YOUR TASK. Each record should be given again exactly, and any picture in it left out.

ENTRIES PROVIDED.
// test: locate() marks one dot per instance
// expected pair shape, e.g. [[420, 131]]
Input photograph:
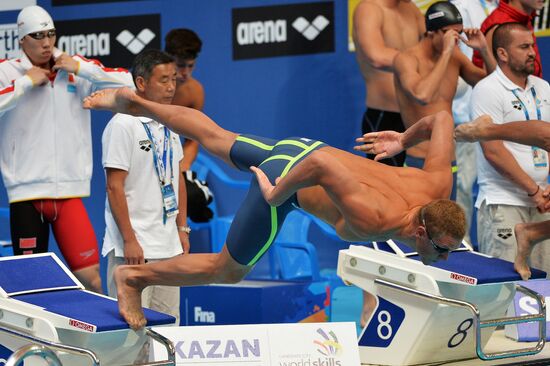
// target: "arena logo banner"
[[283, 30], [79, 2], [15, 4], [9, 42], [114, 41]]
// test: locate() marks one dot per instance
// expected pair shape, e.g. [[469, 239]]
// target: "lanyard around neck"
[[525, 111], [161, 164]]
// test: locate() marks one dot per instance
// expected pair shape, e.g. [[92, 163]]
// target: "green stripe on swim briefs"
[[454, 168], [274, 219], [278, 157], [258, 144], [297, 157], [292, 142], [271, 237]]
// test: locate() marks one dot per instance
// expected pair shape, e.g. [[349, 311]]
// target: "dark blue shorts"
[[256, 223]]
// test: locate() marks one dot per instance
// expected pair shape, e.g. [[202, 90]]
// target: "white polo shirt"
[[495, 96], [126, 146]]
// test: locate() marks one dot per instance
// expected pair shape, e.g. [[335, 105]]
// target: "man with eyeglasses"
[[426, 75], [512, 177], [362, 199], [45, 144]]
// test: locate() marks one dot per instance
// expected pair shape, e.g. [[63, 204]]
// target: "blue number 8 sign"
[[383, 325]]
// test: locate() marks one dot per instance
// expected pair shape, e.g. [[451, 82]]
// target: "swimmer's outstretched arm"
[[390, 143], [534, 133]]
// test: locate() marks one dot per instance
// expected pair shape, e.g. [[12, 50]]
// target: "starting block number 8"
[[461, 333], [383, 325]]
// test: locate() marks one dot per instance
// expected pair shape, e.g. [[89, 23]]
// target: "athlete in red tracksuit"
[[45, 144]]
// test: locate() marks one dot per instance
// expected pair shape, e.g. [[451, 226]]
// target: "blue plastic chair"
[[5, 241], [218, 227], [293, 256]]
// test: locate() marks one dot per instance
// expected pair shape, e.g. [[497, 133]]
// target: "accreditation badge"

OUTPUT FOR THIS EXERCISE.
// test: locate() marks one dot per instance
// expected pair shape, e.g. [[420, 131]]
Input photograph:
// target: "arena logo banner"
[[283, 30], [79, 2], [15, 4], [9, 42], [114, 41]]
// test: locate() marks one dot per instance
// expected pair shape, e.g. [[469, 239]]
// target: "lanyard around neck"
[[525, 111], [161, 164]]
// test: locate() marks one dot per instance
// expected pair shape, e.g. [[92, 163]]
// target: "green stripe on swim briefs"
[[454, 168], [274, 219], [278, 157], [258, 144], [297, 157], [292, 142], [271, 237]]
// test: locate() marks one dot per instance
// expected pair shape, e.g. [[349, 311]]
// target: "dark blue shorts"
[[256, 223]]
// test: locate() marks one dot per instance
// expected pair shape, e.g. [[202, 90]]
// target: "white polo shirt"
[[495, 96], [126, 146]]
// test: locate() marks one dot per instance
// expected pair shape, e.g. [[335, 105]]
// target: "man with eyeglasses"
[[426, 75], [512, 177], [362, 199], [45, 144]]
// test: locate() marks one dot per instance
// expected pair shape, e.g. [[63, 204]]
// target: "blue number 8 sign"
[[383, 325]]
// test: locate() marks one dot per instance
// expected pair shape, e.g. [[451, 82]]
// target: "swimmer's outstretched arm"
[[390, 143], [534, 133]]
// test: locate() marks one dot per instance
// expected pair shape, e.g. [[12, 50]]
// target: "starting block number 8"
[[461, 333], [383, 325]]
// test: locate() marks one dot per instance
// expected pair shape, e.g. [[89, 23]]
// target: "athlete in red tracksuit"
[[45, 144]]
// test: locate() marks one dot per instance
// expected pair shape, e.g. [[451, 226]]
// target: "blue plastic chair"
[[5, 241], [218, 227], [293, 256]]
// test: locate() marks one dot per instance
// expected pair shape, e.g. [[497, 133]]
// target: "accreditation badge"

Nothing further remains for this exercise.